Source
=-=-=-=-=

I’m experiencing some problems with nvidia 410.78 driver, GTX1070.
Launching some cuda programs (bandwidth test in the example, also GPU burn utility) the driver crashes launching the following error:
========= CUDA-MEMCHECK
[CUDA Bandwidth Test] - Starting...
Running on...
Device 0: GeForce GTX 1070
Quick Mode
Host to Device Bandwidth, 1 Device(s)
PINNED Memory Transfers
Transfer Size (Bytes) Bandwidth(MB/s)
33554432 9890.4
CUDA error at bandwidthTest.cu:626 code=30(cudaErrorUnknown) "cudaHostAlloc((void **)&h_idata, memSize, (wc) ? cudaHostAllocWriteCombined : 0)"
========= Program hit cudaErrorUnknown (error 30) due to "unknown error" on CUDA API call to cudaHostAlloc.
========= Saved host backtrace up to driver entry point at error
========= Host Frame:/usr/lib/x86_64-linux-gnu/libcuda.so.1 [0x3572d3]
========= Host Frame:eth-pcalc-pcie-bandwidth-test [0x43949]
========= Host Frame:eth-pcalc-pcie-bandwidth-test [0x49ff]
========= Host Frame:eth-pcalc-pcie-bandwidth-test [0x44aa]
========= Host Frame:eth-pcalc-pcie-bandwidth-test [0x4399]
========= Host Frame:eth-pcalc-pcie-bandwidth-test [0x42e5]
========= Host Frame:eth-pcalc-pcie-bandwidth-test [0x41d5]
========= Host Frame:eth-pcalc-pcie-bandwidth-test [0x3924]
========= Host Frame:/lib/x86_64-linux-gnu/libc.so.6 (__libc_start_main + 0xe7) [0x21b97]
========= Host Frame:eth-pcalc-pcie-bandwidth-test [0x3139]
=========
========= ERROR SUMMARY: 1 error
the name is different, but the binary is exactly the bandwidth test of the CUDA samples.
The problem is reproducible on several systems when X server is not running.
Other systems with same OS, kernel, driver but with 2 GPUs doesn’t show the same behavior.

=-=-=-=-=

Goals
a: In the post about the CUDA driver crash, under what condition can the problem be reproduced on several systems?
b: List each distinct module named in the host frames of the backtrace in the CUDA driver crash post.
c: Go on writing the post about the CUDA driver crash, starting after its final sentence.

Raw data
=-=-=-=-=

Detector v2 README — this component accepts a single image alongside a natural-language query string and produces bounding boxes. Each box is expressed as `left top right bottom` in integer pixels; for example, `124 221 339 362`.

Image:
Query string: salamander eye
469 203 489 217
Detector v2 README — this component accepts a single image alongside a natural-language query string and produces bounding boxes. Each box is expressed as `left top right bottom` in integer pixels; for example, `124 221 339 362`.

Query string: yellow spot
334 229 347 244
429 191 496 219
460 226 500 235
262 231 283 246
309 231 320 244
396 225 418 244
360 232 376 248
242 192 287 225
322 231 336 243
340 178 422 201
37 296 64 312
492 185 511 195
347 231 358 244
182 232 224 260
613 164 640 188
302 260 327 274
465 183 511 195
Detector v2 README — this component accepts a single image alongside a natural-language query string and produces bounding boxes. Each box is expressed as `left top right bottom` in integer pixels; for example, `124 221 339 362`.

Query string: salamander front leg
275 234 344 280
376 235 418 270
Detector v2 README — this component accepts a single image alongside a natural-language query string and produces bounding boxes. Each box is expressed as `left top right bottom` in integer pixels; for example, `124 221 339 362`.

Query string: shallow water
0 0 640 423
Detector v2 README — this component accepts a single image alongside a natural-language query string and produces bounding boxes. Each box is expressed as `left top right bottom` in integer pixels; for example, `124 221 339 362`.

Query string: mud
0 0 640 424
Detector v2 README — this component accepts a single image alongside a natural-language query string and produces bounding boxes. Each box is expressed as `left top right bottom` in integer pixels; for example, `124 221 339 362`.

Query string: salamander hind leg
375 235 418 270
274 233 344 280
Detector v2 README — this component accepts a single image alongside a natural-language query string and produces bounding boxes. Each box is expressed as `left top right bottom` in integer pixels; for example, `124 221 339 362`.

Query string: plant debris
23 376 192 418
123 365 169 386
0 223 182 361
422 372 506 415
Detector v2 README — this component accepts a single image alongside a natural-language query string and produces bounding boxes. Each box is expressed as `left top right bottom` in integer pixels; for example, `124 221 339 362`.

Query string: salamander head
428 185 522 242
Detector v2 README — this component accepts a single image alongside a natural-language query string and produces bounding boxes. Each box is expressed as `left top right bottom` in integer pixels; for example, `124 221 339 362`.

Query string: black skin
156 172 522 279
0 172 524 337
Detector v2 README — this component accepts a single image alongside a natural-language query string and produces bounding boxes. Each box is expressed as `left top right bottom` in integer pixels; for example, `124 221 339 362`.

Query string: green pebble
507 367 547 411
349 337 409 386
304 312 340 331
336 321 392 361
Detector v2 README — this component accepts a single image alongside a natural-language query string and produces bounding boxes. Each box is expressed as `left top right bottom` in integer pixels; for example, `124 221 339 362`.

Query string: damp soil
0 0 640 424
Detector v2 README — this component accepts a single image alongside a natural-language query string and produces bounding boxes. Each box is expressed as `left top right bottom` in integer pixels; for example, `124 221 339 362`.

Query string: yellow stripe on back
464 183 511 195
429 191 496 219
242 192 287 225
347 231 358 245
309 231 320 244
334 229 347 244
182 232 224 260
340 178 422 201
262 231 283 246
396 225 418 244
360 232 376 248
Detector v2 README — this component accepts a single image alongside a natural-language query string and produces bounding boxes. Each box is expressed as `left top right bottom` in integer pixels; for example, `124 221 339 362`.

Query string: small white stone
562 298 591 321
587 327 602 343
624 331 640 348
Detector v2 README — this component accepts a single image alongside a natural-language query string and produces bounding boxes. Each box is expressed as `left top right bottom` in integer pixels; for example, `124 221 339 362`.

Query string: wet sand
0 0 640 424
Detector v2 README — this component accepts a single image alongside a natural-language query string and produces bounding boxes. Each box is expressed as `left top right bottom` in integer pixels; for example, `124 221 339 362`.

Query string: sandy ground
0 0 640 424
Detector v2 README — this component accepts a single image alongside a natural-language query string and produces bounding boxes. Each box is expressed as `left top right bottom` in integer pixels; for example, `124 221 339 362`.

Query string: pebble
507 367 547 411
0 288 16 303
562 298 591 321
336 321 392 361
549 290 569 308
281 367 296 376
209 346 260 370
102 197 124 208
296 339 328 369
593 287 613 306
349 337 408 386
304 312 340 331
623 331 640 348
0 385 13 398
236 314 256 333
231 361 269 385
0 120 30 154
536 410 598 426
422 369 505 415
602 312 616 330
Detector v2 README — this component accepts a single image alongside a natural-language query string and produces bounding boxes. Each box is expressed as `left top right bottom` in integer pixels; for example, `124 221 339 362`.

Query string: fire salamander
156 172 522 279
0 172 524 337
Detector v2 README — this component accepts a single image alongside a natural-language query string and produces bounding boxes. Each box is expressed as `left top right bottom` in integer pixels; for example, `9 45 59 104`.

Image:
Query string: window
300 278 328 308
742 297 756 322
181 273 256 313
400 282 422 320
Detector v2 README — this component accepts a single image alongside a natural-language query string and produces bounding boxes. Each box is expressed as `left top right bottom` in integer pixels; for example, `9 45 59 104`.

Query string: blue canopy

=-=-=-=-=

Results for the exercise
a: When the X server is not running.

b:
/usr/lib/x86_64-linux-gnu/libcuda.so.1
eth-pcalc-pcie-bandwidth-test
/lib/x86_64-linux-gnu/libc.so.6

c:
Attaching nvidia bug report. Can you please advice?
I spoke too soon.
Now sometimes the system works correctly, while sometimes the issue appears again.
After a reboot, if I run in loop bandwidth test I see half of the performance expected, but sometimes increases:
[CUDA Bandwidth Test] - Starting...
Running on...
Device 0: GeForce GTX 1070
Quick Mode
Host to Device Bandwidth, 1 Device(s)
PINNED Memory Transfers
Transfer Size (Bytes) Bandwidth(MB/s)
33554432 5079.9
Device to Host Bandwidth, 1 Device(s)
PINNED Memory Transfers
Transfer Size (Bytes) Bandwidth(MB/s)
33554432 6121.1
Device to Device Bandwidth, 1 Device(s)
PINNED Memory Transfers
Transfer Size (Bytes) Bandwidth(MB/s)
33554432 191817.4
Result = PASS
NOTE: The CUDA Samples are not meant for performance measurements. Results may vary when GPU Boost is enabled.
[CUDA Bandwidth Test] - Starting...
Running on...
Device 0: GeForce GTX 1070
Quick Mode
Host to Device Bandwidth, 1 Device(s)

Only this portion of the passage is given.